## Name Strings

cl_intel_spirv_subgroups

## Contact

Ben Ashbaugh, Intel (ben 'dot' ashbaugh 'at' intel 'dot' com)

## Contributors

Ben Ashbaugh, Intel
Biju George, Intel
Michael Kinsner, Intel
Mariusz Merecki, Intel

Final Draft

## Version

Built On: 2019-10-23
Revision: 2

## Dependencies

This extension is written against the OpenCL SPIR-V Environment Specification Version 2.2, Revision v2.2-3.

This extension requires OpenCL support for SPIR-V, either via OpenCL 2.1 or via the cl_khr_il_program extension, and support for the cl_intel_subgroups extension.

This extension interacts with the cl_intel_subgroups_short extension.

## Overview

This extension defines how modules using the SPIR-V extension SPV_INTEL_subgroups may behave in an OpenCL environment.

This extension is a companion to the cl_intel_subgroups and cl_intel_subgroups_short OpenCL extensions, and the functionality described in this extension and SPV_INTEL_subgroups is sufficient to implement the built-in functions defined in the cl_intel_subgroups and cl_intel_subgroups_short extensions.

## Modifications to the OpenCL SPIR-V Environment Specification

### Add a new Section 7.1.X - cl_intel_spirv_subgroups

If the OpenCL environment supports the extension cl_intel_spirv_subgroups, then the environment must accept SPIR-V modules that declare use of the SPV_INTEL_subgroups extension via OpExtension.

[Source data]
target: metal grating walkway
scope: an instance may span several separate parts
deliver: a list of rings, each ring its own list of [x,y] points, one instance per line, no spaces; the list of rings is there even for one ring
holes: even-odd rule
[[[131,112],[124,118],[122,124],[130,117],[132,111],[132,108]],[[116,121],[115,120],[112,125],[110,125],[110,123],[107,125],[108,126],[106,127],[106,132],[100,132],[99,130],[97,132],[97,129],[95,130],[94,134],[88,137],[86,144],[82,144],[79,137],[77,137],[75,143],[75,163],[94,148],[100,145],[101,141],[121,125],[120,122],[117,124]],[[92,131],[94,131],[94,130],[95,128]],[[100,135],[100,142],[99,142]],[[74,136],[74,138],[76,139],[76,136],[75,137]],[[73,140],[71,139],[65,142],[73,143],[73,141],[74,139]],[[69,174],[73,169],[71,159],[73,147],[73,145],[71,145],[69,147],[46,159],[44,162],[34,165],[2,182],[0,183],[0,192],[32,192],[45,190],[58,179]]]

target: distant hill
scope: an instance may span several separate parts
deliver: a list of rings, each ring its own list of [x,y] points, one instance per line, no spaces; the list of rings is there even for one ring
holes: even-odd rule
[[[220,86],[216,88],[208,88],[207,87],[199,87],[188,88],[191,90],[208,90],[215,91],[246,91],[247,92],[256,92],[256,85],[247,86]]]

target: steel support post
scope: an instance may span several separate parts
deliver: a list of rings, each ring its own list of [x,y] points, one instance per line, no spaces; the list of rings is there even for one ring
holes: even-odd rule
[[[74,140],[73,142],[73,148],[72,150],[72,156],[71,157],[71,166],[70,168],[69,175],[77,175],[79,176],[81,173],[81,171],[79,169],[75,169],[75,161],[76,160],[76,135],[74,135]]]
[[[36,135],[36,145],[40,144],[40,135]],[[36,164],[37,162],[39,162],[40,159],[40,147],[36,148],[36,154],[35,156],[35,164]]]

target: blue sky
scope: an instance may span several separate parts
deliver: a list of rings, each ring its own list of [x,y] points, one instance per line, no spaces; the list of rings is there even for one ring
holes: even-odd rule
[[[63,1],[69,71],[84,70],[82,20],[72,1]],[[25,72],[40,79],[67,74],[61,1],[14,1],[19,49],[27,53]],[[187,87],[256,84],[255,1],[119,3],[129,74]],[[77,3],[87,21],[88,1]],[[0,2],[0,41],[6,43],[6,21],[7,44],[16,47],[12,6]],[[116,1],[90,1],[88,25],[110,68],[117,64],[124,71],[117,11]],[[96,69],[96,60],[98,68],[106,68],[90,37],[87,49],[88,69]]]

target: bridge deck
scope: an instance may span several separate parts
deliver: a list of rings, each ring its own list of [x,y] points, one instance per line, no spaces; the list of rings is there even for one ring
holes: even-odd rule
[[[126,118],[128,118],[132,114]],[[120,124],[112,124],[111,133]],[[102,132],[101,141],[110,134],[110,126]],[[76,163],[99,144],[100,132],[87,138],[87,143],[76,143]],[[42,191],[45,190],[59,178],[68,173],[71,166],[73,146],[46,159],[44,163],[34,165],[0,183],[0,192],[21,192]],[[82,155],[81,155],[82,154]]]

**The tasks:**
1 > Retype the cl_intel_spirv_subgroups specification starting with "This extension interacts" and going on through "extension via OpExtension.".
2 > According to the cl_intel_spirv_subgroups specification, which specification version and revision is the extension written against?
3 > Carry on writing the cl_intel_spirv_subgroups specification from the point where it ends.
These data have no connection to the cl_intel_spirv_subgroups specification.

**Results for the exercise:**
1 >
This extension interacts with the cl_intel_subgroups_short extension.

## Overview

This extension defines how modules using the SPIR-V extension SPV_INTEL_subgroups may behave in an OpenCL environment.

This extension is a companion to the cl_intel_subgroups and cl_intel_subgroups_short OpenCL extensions, and the functionality described in this extension and SPV_INTEL_subgroups is sufficient to implement the built-in functions defined in the cl_intel_subgroups and cl_intel_subgroups_short extensions.

## Modifications to the OpenCL SPIR-V Environment Specification

### Add a new Section 7.1.X - cl_intel_spirv_subgroups

If the OpenCL environment supports the extension cl_intel_spirv_subgroups, then the environment must accept SPIR-V modules that declare use of the SPV_INTEL_subgroups extension via OpExtension.

2 > The OpenCL SPIR-V Environment Specification Version 2.2, Revision v2.2-3.

3 >
If the OpenCL environment supports the extension cl_intel_spirv_subgroups and use of the SPV_INTEL_subgroups extension is declared in the module via OpExtension, then the environment must accept modules that declare the following SPIR-V capabilities:

• SubgroupShuffleINTEL

• SubgroupBufferBlockIOINTEL

• SubgroupImageBlockIOINTEL

Additionally, the environment must accept modules that use the following BuiltIns:

• SubgroupSize

• SubgroupMaxSize

• NumSubgroups

• SubgroupId

• SubgroupLocalInvocationId

For an OpenCL 2.0 or newer environment, the following BuiltIns must additionally be accepted:

• NumEnqueuedSubgroups

Additionally, the environment must accept the following instruction semantics:

For the control Barrier Instruction:

• OpControlBarrier:

• The Scope for Execution may be Subgroup.

• The Scope for Memory may be Subgroup.

For the Group Instructions:

• OpGroupAll

• OpGroupAny

• OpGroupFMin

• OpGroupUMin

• OpGroupSMin

• OpGroupFMax

• OpGroupUMax

• OpGroupSMax

• The Scope for Execution may be Subgroup.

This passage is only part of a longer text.